- **Given text**:

▽

Experience history in Berlin

Gendarmenmarkt with Konzerthaus and Französischem Dom in Berlin
Gendarmenmarkt visitBerlin, Foto: Artfully Media, Sven Christian Schramm

A whole life in Berlin would probably not be enough to discover all the historic places in Berlin. There are stories to discover everywhere you look, so where to start? Here are five places to explore at the beginning of an exciting journey of discovery into Berlin's past.

17th century: classical Berlin at the Gendarmenmarkt

The Gendarmenmarkt in the historic centre of Berlin is considered the most beautiful square of its kind. At the end of the 17th century, the square was first devised as a marketplace. Elector Friedrich III then allowed French immigrants and the Lutheran Church to each build a church flanking the square. The results, the Deutscher Dom and Französischer Dom (the German and French "cathedrals") are known far beyond Friedrichstadt for the elegance, completed by state theatre now used as the Konzerthaus . Each summer, the Konzerthaus organises a fantastic series of open-air concerts of classical music on Gendarmenmarkt, right in the heart of the capital.

18th century: Spandauer Vorstadt

In the 17th century, the first streets between today's Friedrichstraße and Karl-Liebknecht-Straße, Torstraße and the River Spree were laid. In the 18th century, the foundations for what is now a refined neighbourhood were laid in Spandauer Vorstadt. Prestigious Oranienburger Straße was built, followed by the Plague House in 1710 (the origins of today's world-famous Charité Hospital) and Monbijou Palace.

19th century: the Jewish cemetery at Weißensee

The largest Jewish cemetery in Europewas opened in 1880 in what was then outside the city limits. The cemetery remains as a testimony to a lost history: opulent mausoleums, inconspicuous tombs in the second row, and blacksmith's art that tell love, war, and family history. Publisher Samuel Fischer is buried here, as is writer Stefan Heym, anti-fascist resistance fighter Herbert Baum, and the parents of Kurt Tucholsky, who wrote a poem about the cemetery. In 2016, writer and actress Angelika Schrobsdorff was laid to rest here. A stroll through the Jewish Cemetery is a time to reflect on Berlin's turbulent history and all that has been lost. Men must are required to wear a kippah upon entering and the cemetery is closed for Sabbath and on Jewish holy days.

△

- **Entries provided**:

▽

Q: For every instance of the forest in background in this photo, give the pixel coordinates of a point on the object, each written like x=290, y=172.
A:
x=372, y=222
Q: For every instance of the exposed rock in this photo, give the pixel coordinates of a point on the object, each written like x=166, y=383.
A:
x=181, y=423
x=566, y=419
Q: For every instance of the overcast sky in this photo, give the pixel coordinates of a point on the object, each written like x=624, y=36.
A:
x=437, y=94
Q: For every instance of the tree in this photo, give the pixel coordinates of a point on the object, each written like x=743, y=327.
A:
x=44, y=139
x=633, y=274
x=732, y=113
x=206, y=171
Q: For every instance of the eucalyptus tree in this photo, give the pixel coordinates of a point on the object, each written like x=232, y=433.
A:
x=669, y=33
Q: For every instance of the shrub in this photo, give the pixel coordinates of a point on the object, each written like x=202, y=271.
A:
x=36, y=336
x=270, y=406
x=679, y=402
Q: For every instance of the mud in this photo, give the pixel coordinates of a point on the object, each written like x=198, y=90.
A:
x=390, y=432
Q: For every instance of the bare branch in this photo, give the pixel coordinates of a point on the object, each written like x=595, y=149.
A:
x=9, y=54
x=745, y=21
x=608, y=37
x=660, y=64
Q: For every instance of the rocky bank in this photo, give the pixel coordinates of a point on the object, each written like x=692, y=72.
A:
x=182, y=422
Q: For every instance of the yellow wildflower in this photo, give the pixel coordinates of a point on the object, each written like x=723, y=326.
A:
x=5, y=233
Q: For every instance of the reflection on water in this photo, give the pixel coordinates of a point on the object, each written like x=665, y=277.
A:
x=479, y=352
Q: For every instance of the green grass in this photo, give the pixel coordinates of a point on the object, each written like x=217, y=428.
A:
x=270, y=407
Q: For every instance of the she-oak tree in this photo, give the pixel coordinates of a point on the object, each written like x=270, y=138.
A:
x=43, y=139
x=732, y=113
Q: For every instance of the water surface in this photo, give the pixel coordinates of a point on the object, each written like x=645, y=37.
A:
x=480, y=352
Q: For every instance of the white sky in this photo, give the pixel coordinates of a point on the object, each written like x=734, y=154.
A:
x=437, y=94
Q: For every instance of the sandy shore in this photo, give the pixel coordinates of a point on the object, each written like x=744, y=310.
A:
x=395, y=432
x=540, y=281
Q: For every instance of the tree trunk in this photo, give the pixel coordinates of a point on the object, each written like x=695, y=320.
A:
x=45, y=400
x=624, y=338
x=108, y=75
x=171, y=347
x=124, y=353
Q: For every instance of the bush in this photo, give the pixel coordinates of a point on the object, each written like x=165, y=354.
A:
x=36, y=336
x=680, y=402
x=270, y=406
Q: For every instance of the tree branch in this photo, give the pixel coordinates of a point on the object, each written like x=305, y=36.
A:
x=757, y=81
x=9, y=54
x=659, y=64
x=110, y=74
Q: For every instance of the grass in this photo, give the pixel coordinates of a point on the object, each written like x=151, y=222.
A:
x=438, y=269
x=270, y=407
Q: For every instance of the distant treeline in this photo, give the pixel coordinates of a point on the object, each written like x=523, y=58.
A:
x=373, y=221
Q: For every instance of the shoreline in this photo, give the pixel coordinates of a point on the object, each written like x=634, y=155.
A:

△

Continue the piece on historic places in Berlin above, starting right after its last sentence.

20th century: Tempelhof Airport as a symbolic monument

Tempelhof Airport has been closed to air traffic since 2008 and has since become a massive monument to Berlin history. This is where the first scheduled commercial air flight took off in 1923 and the terminal building was erected in 1934 in the monumental style favoured by the Nazi regime. The airport became famous again in 1948 when it served as the landing field for the Allied planes that flew supplies to West Berlin during the Soviet blockade. These "raisin bombers", as they came to be known in German, supplied West Berliners with essential goods and sweets for the children. Today, Tempelhofer Feld remains as a wide open space for leisure activities of all kinds. On a tour you can explore the 300,000 m² (75 acres) of what is Europe's largest monument, including its many hidden places.

21st century: the City Palace as Berlin's newest centre for culture

Anyone who looks towards the River Spree in front of Berlin Cathedral will see a large construction site that has seen a lot of Berlin history. This is where the Berlin City Palace is scheduled to open in 2019. Built first in the 15th century, the palace became the residence of the Kings of Prussia and eventual Kaisers from the 18th. It was torn down and replaced by the Palace of the Republic during the Communist era. The reconstruction of the baroque building has been underway since 2013, but only the outer façade will follow its historic model. After it opens, it will house the collections from non-European cultures currently held at Dahlem, a science library, and a laboratory for Humboldt University. The Agora event centre will be another architectural highlight. Visitors can already gain a visual insight into what the future city will look like at the Humboldt-Box on site.